** begin Data for the task **

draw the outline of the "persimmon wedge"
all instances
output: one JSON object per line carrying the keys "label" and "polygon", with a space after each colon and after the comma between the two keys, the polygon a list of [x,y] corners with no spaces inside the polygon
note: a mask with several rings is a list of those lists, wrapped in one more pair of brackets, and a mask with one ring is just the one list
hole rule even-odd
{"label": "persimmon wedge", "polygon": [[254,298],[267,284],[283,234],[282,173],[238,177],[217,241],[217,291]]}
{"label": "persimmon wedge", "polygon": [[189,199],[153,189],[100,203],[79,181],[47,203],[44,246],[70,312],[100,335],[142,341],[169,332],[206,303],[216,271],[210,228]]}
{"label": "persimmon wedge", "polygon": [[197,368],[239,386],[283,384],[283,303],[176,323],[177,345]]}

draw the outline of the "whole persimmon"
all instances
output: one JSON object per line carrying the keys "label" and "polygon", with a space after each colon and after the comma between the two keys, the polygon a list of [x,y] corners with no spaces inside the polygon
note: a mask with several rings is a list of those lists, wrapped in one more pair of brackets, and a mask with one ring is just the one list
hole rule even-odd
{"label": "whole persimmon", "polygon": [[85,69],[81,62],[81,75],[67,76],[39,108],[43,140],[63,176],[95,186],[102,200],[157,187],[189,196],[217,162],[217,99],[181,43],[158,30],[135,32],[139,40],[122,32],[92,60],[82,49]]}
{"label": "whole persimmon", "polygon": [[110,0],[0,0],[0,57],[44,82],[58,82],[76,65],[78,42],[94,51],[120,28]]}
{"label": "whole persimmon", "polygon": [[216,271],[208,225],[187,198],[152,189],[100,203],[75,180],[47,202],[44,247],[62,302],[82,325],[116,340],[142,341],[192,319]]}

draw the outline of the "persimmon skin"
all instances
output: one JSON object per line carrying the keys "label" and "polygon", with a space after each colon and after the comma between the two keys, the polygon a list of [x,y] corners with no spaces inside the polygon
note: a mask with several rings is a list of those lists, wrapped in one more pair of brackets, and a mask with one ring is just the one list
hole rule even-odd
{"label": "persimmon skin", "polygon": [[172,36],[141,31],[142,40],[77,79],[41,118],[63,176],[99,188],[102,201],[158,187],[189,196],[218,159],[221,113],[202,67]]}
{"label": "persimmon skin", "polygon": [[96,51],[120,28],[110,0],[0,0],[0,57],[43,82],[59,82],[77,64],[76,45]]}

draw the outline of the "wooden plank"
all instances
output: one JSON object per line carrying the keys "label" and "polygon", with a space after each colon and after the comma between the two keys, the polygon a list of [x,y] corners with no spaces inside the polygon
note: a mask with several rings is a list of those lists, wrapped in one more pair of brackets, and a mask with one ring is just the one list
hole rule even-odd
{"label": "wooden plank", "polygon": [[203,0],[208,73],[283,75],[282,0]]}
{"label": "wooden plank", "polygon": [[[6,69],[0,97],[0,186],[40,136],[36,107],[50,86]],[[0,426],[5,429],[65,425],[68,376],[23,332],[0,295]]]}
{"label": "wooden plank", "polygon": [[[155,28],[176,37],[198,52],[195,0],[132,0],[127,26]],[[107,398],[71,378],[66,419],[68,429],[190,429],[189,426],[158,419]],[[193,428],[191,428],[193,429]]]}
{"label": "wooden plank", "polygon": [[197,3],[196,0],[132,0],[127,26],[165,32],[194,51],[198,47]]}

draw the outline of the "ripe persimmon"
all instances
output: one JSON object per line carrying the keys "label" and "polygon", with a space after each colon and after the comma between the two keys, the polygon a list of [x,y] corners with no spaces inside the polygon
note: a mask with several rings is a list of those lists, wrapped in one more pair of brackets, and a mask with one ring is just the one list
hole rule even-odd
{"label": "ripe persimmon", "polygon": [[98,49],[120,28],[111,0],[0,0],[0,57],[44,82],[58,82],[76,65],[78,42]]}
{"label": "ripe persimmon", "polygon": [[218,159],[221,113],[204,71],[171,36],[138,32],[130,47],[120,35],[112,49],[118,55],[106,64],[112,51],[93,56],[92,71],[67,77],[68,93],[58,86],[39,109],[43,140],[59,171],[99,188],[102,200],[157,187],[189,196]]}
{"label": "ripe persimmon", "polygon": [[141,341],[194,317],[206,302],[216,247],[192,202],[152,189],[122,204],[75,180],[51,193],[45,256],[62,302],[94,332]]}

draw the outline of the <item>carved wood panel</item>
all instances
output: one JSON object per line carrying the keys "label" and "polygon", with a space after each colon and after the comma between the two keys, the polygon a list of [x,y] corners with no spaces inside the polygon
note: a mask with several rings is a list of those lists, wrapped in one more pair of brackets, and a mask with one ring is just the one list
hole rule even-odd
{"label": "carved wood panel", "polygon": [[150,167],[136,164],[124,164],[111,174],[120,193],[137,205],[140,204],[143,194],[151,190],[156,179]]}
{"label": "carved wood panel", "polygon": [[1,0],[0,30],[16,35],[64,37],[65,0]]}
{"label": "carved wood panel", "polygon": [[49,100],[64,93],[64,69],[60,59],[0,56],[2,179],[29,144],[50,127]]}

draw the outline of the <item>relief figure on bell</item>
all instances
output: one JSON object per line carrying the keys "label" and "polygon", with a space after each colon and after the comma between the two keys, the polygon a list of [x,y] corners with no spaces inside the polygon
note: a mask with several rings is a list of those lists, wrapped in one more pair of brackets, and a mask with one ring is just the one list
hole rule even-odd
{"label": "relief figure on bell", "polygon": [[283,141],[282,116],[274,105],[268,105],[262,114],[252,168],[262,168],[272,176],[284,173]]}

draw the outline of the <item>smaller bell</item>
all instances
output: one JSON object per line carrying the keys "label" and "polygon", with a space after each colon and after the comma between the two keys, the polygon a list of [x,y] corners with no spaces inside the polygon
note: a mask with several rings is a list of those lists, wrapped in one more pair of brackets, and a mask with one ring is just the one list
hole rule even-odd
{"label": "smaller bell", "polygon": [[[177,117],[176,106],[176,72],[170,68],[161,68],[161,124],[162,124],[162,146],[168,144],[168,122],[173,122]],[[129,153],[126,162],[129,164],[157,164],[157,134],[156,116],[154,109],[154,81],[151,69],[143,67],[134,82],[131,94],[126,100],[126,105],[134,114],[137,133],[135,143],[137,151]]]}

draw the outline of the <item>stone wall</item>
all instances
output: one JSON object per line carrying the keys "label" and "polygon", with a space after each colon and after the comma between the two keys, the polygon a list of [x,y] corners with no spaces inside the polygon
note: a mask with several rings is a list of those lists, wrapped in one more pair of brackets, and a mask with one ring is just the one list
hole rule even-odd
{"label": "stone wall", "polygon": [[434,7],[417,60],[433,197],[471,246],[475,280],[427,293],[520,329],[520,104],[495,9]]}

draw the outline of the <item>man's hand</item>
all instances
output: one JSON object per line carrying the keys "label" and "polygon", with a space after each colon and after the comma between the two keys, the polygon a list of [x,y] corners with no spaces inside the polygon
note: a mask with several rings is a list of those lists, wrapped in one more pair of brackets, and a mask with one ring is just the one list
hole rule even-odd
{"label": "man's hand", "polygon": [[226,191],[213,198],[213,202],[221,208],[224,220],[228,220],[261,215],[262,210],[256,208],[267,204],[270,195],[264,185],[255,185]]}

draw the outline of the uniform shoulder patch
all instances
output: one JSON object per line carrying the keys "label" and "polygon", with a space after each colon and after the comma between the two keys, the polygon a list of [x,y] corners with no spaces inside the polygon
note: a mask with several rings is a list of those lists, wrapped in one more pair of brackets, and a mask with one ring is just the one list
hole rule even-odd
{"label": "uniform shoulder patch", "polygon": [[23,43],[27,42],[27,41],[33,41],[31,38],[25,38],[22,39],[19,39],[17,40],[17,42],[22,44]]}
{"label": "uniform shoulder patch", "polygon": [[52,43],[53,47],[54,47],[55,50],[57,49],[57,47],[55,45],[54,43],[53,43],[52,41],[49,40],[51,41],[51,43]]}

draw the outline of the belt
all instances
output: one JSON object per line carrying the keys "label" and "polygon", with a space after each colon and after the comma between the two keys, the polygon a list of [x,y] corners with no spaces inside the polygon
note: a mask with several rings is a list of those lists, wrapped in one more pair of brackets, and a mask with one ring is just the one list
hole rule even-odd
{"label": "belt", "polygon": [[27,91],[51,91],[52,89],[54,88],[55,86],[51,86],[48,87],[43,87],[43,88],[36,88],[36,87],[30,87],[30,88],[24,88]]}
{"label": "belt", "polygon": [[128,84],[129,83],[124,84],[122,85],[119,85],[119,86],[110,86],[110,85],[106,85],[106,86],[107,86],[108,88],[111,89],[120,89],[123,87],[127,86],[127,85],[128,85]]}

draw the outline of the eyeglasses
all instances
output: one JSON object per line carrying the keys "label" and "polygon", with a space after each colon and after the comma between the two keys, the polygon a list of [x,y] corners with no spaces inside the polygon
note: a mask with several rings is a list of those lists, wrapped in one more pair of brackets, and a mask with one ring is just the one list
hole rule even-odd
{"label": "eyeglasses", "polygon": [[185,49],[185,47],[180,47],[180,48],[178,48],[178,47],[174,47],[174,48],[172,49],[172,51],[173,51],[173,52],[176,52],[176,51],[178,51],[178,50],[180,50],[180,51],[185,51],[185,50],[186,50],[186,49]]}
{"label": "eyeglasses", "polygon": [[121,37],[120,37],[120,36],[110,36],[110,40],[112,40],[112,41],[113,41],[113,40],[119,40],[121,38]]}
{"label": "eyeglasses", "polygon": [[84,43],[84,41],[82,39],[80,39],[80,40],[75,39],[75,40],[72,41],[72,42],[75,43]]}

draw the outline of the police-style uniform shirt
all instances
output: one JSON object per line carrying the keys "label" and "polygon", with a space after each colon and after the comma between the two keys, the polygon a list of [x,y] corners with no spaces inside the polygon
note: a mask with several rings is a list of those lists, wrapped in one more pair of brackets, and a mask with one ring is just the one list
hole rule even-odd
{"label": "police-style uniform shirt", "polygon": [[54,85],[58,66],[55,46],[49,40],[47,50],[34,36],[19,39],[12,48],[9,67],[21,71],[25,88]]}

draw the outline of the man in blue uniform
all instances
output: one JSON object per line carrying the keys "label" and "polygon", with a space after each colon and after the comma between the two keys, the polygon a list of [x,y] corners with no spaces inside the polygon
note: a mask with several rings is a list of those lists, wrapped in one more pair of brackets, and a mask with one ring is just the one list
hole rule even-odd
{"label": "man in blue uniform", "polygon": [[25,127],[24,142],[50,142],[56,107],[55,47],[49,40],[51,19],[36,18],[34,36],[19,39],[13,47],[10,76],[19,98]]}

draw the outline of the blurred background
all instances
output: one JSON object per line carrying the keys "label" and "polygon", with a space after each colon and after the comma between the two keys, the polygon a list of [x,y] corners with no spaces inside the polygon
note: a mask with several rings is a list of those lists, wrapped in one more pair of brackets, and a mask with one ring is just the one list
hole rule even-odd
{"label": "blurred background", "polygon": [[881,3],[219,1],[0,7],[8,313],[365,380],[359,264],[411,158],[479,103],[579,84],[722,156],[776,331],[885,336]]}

** end Data for the task **

» Directions
Please extract every line of the entries above that contains the word "skin", copying each line in full.

» Exercise solution
draw the outline of the "persimmon skin"
{"label": "persimmon skin", "polygon": [[172,36],[141,31],[142,40],[77,79],[41,118],[63,176],[99,188],[102,201],[158,187],[189,196],[218,159],[221,113],[202,67]]}
{"label": "persimmon skin", "polygon": [[96,51],[120,28],[110,0],[0,0],[0,57],[43,82],[59,82],[77,64],[76,45]]}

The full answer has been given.